* _Goals_:
[A] Answer these about the map gallery discussion:
(i) Which print-on-demand service is named as an example?
(ii) What working title is given to the gallery concept?
(iii) On what date did Jo Cook post?
[B] Reproduce everything from "Hi all, especially" down to "the OSGeo Atlas?" in the map gallery discussion, substituting "summit" for "conference".

* _Page extract_:
------------------------------------------------------------------------
Kenneth Field on October 30, 2012:

Thanks to Steven (initially) and Rollo for asking me to be involved...I'm really looking forward to the whole event in my home town and to helping stage a great map gallery.  I've some experience of map gallery competitions from a range of different events and initial thoughts are simply to ensure we're not too prescriptive but at the same time providing an arena that encourages 'high quality' mapping. 

Barry Rowlingson on October 30, 2012:

Hi all, especially Ken!

my idea was to get cartography and visualisation submissions well before the conference and collect them into a published book, done via  print-on-demand service such as lulu.com. The book would be available at the time of the conference, and a prize presented to the best-of-book map.

I got working on some design, collected a few examples from leading open-source map people, and splatted a low-res version here:

https://github.com/barryrowlingson/osgeoatlas/downloads

There was quite a bit of initial interest from my postings on the osgeo discuss list and elsewhere, but momentum is not conserved in this universe.

So can we fuse the FOSS4G Map Gallery and the OSGeo Atlas?

Do we go for the 'here's some data, now you lot make lots of different things with it' contest approach? Or do we use it to for people to show off their work relating to their own projects (which was my idea for the atlas)? Or both? Part 1 and Part 2 maybe?

Steven Feldman on October 31, 2012:

I think there is a case for a category where we provide some data and invite people to create with it and another category that they can showcase their own projects with their own data

Jo Cook on November 6, 2012:

Happy with either approach really. I guess there's more work involved in coming up with a dataset that we want people to use- particularly one that's appropriate to the location.  Also, if we're going to go for some print-on-demand stuff, then the idea that appeals to the widest possible market might be a good idea- in which case that's probably going to be the "use your own data" category...

Kenneth Field on December 3, 2012:

Map Gallery update...

Rollo and I had a good discussion last week and thrashed out ideas for the map gallery really as a way of identifying the broad approach and what will work best. To make a good gallery, the important thing is to keep it tightly focused but at the same time allow participants freedom to submit.

The concept is going to be 'mapping with open' (working title) as a way to focus people on the idea of integrating and innovating with 'open'.  The point here should be to encourage people to share their work and demonstrate how they are integrating a range of technologies and data to build something purposeful.  We want it to remain as unhindered as possible for two reasons. First, it encourages people to submit their work if there are fewer barriers. Second, it makes curating a gallery much easier! While posting data extracts and encouraging people to hack a map this isn't easy to manage and could potentially discourage many as well as producing very similar maps.  We want people to showcase THEIR work, not just their abilities to make a map rapidly using provided data.  There's a wealth of different mapping approaches out there and I think we have a real opportunity to create a showcase for that breadth.  I don't subscribe to the idea that people should have to use a completely open workflow...I would prefer to encourage innovation through integration.
------------------------------------------------------------------------
Dataset excerpt:
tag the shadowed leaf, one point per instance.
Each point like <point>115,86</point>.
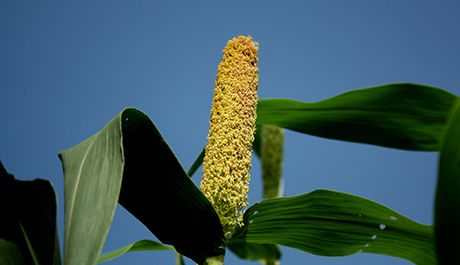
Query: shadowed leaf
<point>130,154</point>
<point>28,221</point>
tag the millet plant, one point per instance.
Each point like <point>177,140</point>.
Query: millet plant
<point>128,162</point>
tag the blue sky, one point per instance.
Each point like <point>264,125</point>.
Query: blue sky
<point>67,68</point>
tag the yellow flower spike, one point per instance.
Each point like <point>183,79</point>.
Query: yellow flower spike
<point>228,153</point>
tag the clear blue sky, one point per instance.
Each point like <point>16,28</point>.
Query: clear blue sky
<point>66,69</point>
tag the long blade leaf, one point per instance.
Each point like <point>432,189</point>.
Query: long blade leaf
<point>330,223</point>
<point>447,204</point>
<point>141,245</point>
<point>10,253</point>
<point>129,153</point>
<point>404,116</point>
<point>29,219</point>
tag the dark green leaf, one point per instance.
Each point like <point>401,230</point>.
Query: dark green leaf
<point>331,223</point>
<point>257,252</point>
<point>404,116</point>
<point>29,219</point>
<point>447,205</point>
<point>155,189</point>
<point>198,162</point>
<point>141,245</point>
<point>10,253</point>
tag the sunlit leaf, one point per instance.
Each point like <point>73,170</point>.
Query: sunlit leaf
<point>447,205</point>
<point>330,223</point>
<point>404,116</point>
<point>141,245</point>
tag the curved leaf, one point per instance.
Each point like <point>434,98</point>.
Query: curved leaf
<point>404,116</point>
<point>266,253</point>
<point>447,204</point>
<point>10,253</point>
<point>331,223</point>
<point>29,219</point>
<point>130,153</point>
<point>141,245</point>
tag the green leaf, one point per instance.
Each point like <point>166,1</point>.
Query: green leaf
<point>130,152</point>
<point>198,162</point>
<point>331,223</point>
<point>257,252</point>
<point>141,245</point>
<point>404,116</point>
<point>447,203</point>
<point>28,219</point>
<point>10,253</point>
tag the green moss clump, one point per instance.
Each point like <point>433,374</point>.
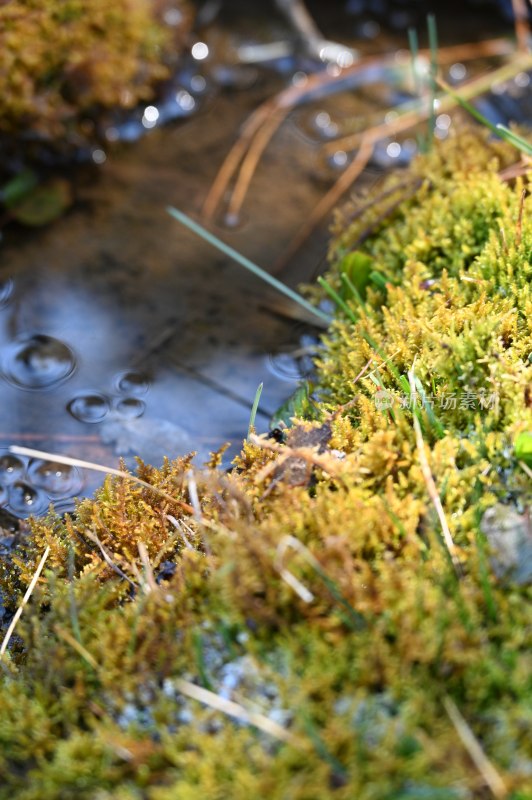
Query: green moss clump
<point>314,592</point>
<point>62,61</point>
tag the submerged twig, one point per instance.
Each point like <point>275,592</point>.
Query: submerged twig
<point>327,203</point>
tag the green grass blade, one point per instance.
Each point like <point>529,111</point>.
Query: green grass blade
<point>340,302</point>
<point>213,240</point>
<point>433,45</point>
<point>254,408</point>
<point>499,130</point>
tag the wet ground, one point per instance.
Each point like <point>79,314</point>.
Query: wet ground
<point>121,334</point>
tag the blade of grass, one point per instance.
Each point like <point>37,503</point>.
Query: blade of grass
<point>474,748</point>
<point>499,130</point>
<point>24,602</point>
<point>78,462</point>
<point>337,299</point>
<point>254,408</point>
<point>204,234</point>
<point>433,45</point>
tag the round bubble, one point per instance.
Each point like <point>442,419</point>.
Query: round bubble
<point>130,407</point>
<point>25,500</point>
<point>90,407</point>
<point>38,362</point>
<point>11,469</point>
<point>57,480</point>
<point>133,383</point>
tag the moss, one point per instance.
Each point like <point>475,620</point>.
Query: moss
<point>61,62</point>
<point>315,590</point>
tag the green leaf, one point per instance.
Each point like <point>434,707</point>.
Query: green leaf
<point>17,189</point>
<point>357,268</point>
<point>299,404</point>
<point>523,447</point>
<point>46,204</point>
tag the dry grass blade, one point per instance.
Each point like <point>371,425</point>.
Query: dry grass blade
<point>150,584</point>
<point>519,223</point>
<point>272,113</point>
<point>327,203</point>
<point>408,119</point>
<point>473,747</point>
<point>431,486</point>
<point>67,637</point>
<point>107,558</point>
<point>236,711</point>
<point>290,542</point>
<point>25,599</point>
<point>324,461</point>
<point>77,462</point>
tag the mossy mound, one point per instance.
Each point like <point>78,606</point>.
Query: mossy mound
<point>307,631</point>
<point>63,61</point>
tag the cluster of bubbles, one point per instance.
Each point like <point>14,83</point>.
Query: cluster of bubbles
<point>93,407</point>
<point>38,362</point>
<point>180,99</point>
<point>28,486</point>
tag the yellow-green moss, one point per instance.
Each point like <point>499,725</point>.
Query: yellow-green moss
<point>63,60</point>
<point>315,588</point>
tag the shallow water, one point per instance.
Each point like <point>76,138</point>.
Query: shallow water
<point>121,334</point>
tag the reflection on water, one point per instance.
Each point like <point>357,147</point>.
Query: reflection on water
<point>121,334</point>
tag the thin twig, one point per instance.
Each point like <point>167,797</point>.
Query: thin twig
<point>283,103</point>
<point>519,223</point>
<point>78,462</point>
<point>151,583</point>
<point>107,558</point>
<point>327,203</point>
<point>474,748</point>
<point>417,114</point>
<point>24,602</point>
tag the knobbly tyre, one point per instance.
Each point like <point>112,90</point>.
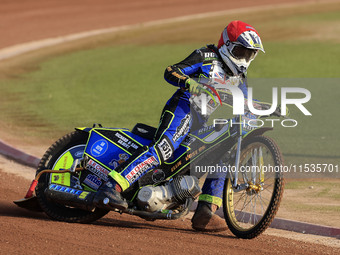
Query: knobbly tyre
<point>77,165</point>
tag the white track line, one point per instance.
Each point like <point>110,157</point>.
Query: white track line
<point>19,49</point>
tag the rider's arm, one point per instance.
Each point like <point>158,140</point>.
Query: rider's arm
<point>179,73</point>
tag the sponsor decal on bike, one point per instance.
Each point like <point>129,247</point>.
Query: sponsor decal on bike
<point>116,162</point>
<point>79,154</point>
<point>158,175</point>
<point>80,193</point>
<point>195,152</point>
<point>125,142</point>
<point>188,140</point>
<point>97,169</point>
<point>141,168</point>
<point>99,148</point>
<point>183,127</point>
<point>92,181</point>
<point>165,149</point>
<point>176,166</point>
<point>205,130</point>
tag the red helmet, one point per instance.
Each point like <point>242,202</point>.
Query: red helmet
<point>239,45</point>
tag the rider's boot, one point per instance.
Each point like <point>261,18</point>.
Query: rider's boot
<point>109,197</point>
<point>206,220</point>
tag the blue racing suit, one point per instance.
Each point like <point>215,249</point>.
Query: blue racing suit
<point>176,122</point>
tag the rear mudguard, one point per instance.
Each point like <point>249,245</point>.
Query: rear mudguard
<point>256,132</point>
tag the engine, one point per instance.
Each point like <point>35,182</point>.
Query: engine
<point>158,198</point>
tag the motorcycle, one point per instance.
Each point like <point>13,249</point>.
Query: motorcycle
<point>65,186</point>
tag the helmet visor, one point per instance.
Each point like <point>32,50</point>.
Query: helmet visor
<point>240,52</point>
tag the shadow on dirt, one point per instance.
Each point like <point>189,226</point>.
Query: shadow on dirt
<point>163,225</point>
<point>10,209</point>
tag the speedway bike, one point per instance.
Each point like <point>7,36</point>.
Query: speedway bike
<point>65,186</point>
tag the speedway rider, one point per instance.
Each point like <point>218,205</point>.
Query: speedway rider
<point>237,47</point>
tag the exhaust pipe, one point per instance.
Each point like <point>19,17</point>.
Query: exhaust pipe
<point>71,197</point>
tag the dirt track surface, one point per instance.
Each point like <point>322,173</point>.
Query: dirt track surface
<point>122,234</point>
<point>23,20</point>
<point>33,233</point>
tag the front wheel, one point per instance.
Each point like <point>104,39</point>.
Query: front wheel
<point>62,155</point>
<point>250,210</point>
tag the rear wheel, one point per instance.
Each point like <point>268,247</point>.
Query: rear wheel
<point>250,210</point>
<point>62,155</point>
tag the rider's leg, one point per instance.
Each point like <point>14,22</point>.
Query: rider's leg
<point>174,126</point>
------------------------------------------------------------------------
* _Solutions to the exercise_:
[A]
(i) lulu.com
(ii) 'mapping with open'
(iii) November 6, 2012

[B]
Hi all, especially Ken!

my idea was to get cartography and visualisation submissions well before the summit and collect them into a published book, done via  print-on-demand service such as lulu.com. The book would be available at the time of the summit, and a prize presented to the best-of-book map.

I got working on some design, collected a few examples from leading open-source map people, and splatted a low-res version here:

https://github.com/barryrowlingson/osgeoatlas/downloads

There was quite a bit of initial interest from my postings on the osgeo discuss list and elsewhere, but momentum is not conserved in this universe.

So can we fuse the FOSS4G Map Gallery and the OSGeo Atlas?